[[ Records for processing open ]]

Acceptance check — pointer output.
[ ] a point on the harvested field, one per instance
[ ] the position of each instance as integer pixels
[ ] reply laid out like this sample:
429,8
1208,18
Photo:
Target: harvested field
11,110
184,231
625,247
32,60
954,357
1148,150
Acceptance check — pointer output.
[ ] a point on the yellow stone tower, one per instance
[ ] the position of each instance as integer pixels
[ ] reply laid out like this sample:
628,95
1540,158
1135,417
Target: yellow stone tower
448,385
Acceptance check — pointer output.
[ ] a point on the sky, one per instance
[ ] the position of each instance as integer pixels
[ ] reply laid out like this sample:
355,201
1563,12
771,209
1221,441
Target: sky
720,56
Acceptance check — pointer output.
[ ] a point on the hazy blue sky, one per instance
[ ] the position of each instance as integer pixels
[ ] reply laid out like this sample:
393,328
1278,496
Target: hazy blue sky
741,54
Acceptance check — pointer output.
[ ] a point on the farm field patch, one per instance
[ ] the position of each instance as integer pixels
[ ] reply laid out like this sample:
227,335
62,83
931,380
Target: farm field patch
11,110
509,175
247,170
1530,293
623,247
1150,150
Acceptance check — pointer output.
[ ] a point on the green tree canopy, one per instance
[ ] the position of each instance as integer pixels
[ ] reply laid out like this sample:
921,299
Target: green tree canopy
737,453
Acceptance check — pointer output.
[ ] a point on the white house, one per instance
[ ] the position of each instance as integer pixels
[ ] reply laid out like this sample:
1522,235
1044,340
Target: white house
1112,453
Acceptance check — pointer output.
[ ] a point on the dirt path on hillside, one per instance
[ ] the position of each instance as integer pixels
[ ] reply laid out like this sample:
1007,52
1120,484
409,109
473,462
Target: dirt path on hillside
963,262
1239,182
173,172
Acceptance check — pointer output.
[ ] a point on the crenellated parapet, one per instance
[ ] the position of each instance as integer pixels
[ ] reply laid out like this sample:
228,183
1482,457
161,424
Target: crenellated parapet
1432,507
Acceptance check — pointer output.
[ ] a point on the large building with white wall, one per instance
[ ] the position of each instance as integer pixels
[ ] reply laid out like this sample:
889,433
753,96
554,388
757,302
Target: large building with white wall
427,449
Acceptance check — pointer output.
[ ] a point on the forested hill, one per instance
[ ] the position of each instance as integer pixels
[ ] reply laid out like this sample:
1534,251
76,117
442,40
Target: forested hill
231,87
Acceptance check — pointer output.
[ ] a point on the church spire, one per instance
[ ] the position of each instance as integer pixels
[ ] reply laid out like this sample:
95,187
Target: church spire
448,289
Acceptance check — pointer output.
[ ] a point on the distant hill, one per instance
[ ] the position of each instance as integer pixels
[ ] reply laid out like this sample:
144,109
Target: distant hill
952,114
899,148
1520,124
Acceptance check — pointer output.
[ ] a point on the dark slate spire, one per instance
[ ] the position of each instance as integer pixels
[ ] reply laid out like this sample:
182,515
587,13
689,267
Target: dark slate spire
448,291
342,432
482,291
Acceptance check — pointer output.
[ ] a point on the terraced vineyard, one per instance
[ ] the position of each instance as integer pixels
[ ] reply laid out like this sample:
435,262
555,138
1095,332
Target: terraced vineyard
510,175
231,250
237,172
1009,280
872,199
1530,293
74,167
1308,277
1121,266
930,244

[[ Records for processing closed ]]

* Assignment *
Reply by returning the full set of records above exactly.

* Answer *
Acceptance check — pointer output.
[ ] a point on the harvested field, one per instance
[ ] the position of each instance as integer pixels
[ ] reply laid out like this sample:
429,8
1208,18
Photo:
Target: harvested field
11,110
184,231
625,247
32,60
954,357
1148,150
Acceptance check — pointer output.
[ ] a point on the yellow stone tower, one per instance
[ ] the position of each instance as integer pixels
[ ] reply laid out like this sample:
628,95
1540,158
1135,417
Target: yellow stone tower
448,385
Acceptance check — pointer output.
[ ] a point on the sky, one per instance
[ ] the position of each instance as integer pixels
[ ] reply laid out like this sample:
355,201
1563,12
771,209
1221,441
Target: sky
720,56
Acceptance check — pointer output.
[ ] a point on the hazy blue sky, one per instance
[ ] the position of each instance as integer pixels
[ ] reply laid out like this sample:
393,328
1278,496
Target: hazy blue sky
741,54
Acceptance check — pointer output.
[ ] a point on the farm field patch, one per instance
[ ] the position of each instance as integer pixels
[ ] reply laid out like this sample:
227,335
62,83
931,380
Target: farm field patch
11,110
509,175
247,170
1530,293
623,247
1150,150
Acceptance check — pointer output.
[ ] a point on the green tree canopy, one per instance
[ ] the position of each instance as integer pixels
[ ] reply laid out like this sample:
921,299
Target: green tree canopy
737,453
Acceptance check — pointer output.
[ ] a point on the white house, one per instance
[ ] the position of each instance as integer pixels
[ ] reply laid out like this sample:
1522,235
1044,340
Target: white house
1112,453
Acceptance check — pointer output.
[ ] a point on the dirt path on hillside, one per instance
[ ] the position of each instance as integer pixels
[ ] reply laid out like this sample:
1007,52
1120,484
409,109
473,462
Target: dirt path on hillside
963,262
1239,182
173,172
Acceptance check — pointer output.
[ ] a point on the crenellated parapet, one per instance
[ ] the position of each instance as integer pixels
[ ] reply laid out like this sample:
228,183
1482,457
161,424
Target: crenellated parapet
1432,507
Acceptance check — pointer output.
[ ] a point on the large building with white wall, one per instance
[ ] the position of each instance as integer pixels
[ ] reply laid out like this sample:
889,433
753,96
554,388
757,302
Target: large building with white wall
427,449
Acceptance check — pointer output.
[ ] a point on the forested hill, one per instance
[ ] the position of each instance as integer pixels
[ ] reply laid out like this sample:
1534,251
76,117
442,40
Target: forested hill
231,87
Acceptance check — pointer output.
[ ] a point on the church spire, one per instance
[ ] the position of each instance as integer pixels
[ ] reply laid out like this sample:
95,187
Target: church spire
448,289
Acceptance check — pointer output.
[ ] a point on the distant hill, one per instance
[ ] the position of each instance as integer pixels
[ ] reply laid out like this sample:
144,109
Target: distant hill
952,114
899,148
1520,124
Acceptance check — pointer output.
[ ] a point on the dark slate spire, one per instance
[ ] the position of each instance as integer pixels
[ ] reply laid out like this sample:
182,515
587,13
689,267
Target: dark slate spire
448,291
342,432
482,291
Acceptance check — pointer output.
[ ] a point on the terraced vineyard, one per instance
[ ] the position of each instance as integer pixels
[ ] reply laid out like this sample:
435,262
555,138
1095,332
Target: terraced vineyard
510,175
231,250
237,172
1009,280
872,199
1530,293
74,167
1308,277
1121,266
930,244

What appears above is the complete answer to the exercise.